Directions for this task:
Quote the listing below verbatim, from the line with "[point] brown plowed" to the line with "Target: brown plowed field", including both of those lines.

Data extracted from a collection:
• • • •

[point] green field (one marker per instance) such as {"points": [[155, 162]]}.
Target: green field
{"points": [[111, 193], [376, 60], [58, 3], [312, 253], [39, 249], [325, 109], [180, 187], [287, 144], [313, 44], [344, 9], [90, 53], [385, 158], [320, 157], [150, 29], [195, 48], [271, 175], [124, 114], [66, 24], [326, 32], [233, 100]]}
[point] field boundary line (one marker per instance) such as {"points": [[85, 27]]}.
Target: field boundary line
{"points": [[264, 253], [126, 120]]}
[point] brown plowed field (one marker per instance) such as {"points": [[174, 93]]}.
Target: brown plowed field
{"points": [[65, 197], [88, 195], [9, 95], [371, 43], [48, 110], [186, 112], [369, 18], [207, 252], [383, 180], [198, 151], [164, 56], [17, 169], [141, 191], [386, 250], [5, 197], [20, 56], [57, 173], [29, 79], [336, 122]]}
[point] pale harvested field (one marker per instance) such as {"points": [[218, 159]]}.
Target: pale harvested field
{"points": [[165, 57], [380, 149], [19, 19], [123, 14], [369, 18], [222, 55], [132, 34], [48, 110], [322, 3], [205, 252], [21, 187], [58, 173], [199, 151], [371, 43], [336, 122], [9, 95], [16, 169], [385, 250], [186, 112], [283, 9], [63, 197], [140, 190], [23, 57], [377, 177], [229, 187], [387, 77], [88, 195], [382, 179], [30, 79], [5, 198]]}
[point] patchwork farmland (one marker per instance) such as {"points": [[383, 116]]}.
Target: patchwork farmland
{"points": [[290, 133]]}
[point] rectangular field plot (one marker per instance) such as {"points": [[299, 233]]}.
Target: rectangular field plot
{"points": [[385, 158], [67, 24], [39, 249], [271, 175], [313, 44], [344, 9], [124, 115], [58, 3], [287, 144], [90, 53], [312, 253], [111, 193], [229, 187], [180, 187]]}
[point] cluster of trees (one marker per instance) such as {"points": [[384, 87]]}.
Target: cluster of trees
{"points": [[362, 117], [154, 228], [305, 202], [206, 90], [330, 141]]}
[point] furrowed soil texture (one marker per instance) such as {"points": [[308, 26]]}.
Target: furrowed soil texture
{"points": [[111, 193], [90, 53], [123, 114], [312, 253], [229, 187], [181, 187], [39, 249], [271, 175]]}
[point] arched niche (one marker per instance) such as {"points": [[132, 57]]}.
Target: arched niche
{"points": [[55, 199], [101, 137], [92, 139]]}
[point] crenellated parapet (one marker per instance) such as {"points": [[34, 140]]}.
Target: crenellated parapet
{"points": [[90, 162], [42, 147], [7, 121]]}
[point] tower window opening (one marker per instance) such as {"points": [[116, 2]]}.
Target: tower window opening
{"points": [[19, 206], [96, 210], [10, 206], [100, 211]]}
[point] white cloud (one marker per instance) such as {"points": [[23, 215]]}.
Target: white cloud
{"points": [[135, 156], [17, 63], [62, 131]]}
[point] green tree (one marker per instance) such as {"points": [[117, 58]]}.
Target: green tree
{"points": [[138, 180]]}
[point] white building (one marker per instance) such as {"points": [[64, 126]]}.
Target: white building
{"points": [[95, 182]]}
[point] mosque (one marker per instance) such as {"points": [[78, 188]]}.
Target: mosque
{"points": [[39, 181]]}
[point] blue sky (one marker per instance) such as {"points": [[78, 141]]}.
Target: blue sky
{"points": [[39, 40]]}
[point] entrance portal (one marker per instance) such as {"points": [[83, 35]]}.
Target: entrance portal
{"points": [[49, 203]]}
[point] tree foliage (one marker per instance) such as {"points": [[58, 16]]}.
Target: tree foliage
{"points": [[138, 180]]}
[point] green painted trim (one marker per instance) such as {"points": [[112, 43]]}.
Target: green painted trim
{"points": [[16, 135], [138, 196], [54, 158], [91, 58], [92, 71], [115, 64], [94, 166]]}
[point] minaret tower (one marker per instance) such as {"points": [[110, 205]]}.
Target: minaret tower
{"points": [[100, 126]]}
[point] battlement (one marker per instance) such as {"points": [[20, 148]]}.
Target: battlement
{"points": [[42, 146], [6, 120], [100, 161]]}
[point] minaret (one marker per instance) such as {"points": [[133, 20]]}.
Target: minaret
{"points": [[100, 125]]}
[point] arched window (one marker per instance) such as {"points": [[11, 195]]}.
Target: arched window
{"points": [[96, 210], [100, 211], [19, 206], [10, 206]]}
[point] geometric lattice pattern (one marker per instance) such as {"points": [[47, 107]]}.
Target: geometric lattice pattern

• • • •

Task solution:
[point] brown plowed field (one marker per instance) such as {"points": [[174, 93]]}.
Target: brown plowed field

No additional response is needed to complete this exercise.